(Dataset entries)
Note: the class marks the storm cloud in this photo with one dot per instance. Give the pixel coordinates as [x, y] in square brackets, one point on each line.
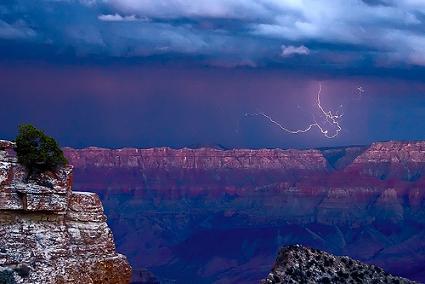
[225, 32]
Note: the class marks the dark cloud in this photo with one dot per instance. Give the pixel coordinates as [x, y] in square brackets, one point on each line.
[227, 32]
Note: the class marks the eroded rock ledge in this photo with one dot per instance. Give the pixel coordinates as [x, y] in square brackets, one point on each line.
[49, 234]
[298, 264]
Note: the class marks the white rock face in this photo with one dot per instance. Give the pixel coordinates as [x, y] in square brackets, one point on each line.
[49, 234]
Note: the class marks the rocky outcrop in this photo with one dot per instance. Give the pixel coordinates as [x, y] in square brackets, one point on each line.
[50, 234]
[298, 264]
[203, 158]
[167, 206]
[403, 160]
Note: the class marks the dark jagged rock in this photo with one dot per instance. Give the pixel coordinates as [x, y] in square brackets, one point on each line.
[298, 264]
[166, 206]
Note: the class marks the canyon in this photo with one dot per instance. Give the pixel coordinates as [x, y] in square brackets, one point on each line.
[217, 215]
[51, 234]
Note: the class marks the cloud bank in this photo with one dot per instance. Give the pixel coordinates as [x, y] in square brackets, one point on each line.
[229, 32]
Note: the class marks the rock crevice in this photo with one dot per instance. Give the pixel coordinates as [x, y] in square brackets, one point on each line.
[57, 235]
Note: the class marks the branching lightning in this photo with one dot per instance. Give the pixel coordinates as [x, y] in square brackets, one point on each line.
[328, 117]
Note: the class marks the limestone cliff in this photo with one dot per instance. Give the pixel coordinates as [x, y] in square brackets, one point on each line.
[49, 234]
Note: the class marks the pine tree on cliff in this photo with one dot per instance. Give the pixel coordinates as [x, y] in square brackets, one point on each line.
[38, 152]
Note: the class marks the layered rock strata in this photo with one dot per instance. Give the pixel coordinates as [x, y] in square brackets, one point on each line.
[50, 234]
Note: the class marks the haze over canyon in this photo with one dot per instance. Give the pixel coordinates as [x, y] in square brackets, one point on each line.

Description of the task -
Quote the entries in full. Any image among them is to be omitted from the copy.

Solution -
Note: the class marks the storm cloud in this photo with one dot per instance. Give the pixel coordinates as [x, y] in square brackets, one point on each line.
[225, 32]
Note: the class marks the dark cloud in this photo with one dot per instance. Give the pixel coordinates as [x, y] in square brackets, one point on each line.
[227, 32]
Note: the class marks the eroded rock ledge in this photo with one dot per instance. Give the pixel coordinates as [x, y] in square brackets, one point on each line.
[49, 234]
[298, 264]
Note: the class marks the white rock face in this photo with one dot per instance. Give the pixel coordinates as [x, y] in square brackets, one point on each line.
[49, 234]
Note: the class marks the rocky outcrop in this photo with one dot per instance. Give the pixel coordinates as [x, y] in square brackets, one point on each line.
[50, 234]
[298, 264]
[203, 158]
[167, 206]
[403, 160]
Note: the class marks the dark jagged rock in this photo with one dot per instance. Give the pixel coordinates as [x, y] in square brackets, one point on each line.
[298, 264]
[166, 206]
Note: the class marks the canyon in this photo with one dot per instance. Give the pixel coordinates as [x, y] in square brackets, one point on each line.
[217, 215]
[51, 234]
Note: the class marks the cloud bank in this photo with one dot per instance. Give the pixel coordinates as [x, y] in square brackets, one point on each line.
[229, 32]
Note: the class marks the rock crevice in this photo with one dot per instance. Give the pixel coordinates as [x, y] in square brackets, one point on each line.
[57, 235]
Note: the class marks the branching lightning in this photo with one dot per instance. Give the pixel coordinates as [x, y] in square brackets, one point on each line.
[328, 117]
Note: the class marks the limestone cliff in this photo with one dot per instance. Give the pixel coordinates as [x, y] in square brackets, one point on each line.
[49, 234]
Note: the class marks the pine tree on cliff in this photo with one dot per instance. Give the pixel coordinates as [x, y] in square brackets, one point on each line.
[38, 152]
Note: the class marks the layered rock strata in this photo with one dot per instance. Give the pixel coordinates as [x, y] in square brackets, one point on each line.
[50, 234]
Note: the class marks the haze over canyon in this photo with one dot per instance. Give the pixel coordinates as [x, y] in square brackets, one point on each line.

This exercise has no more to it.